- Prompt -
Reproduce every line of the listing below without changing anything.

|---|

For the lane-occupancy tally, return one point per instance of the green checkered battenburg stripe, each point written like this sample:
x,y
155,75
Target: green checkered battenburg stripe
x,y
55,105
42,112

|---|

- The solution -
For the lane-occupancy tally, return one point per instance of the green checkered battenburg stripe, each point written like this sample:
x,y
155,75
Target: green checkered battenburg stripe
x,y
55,105
42,112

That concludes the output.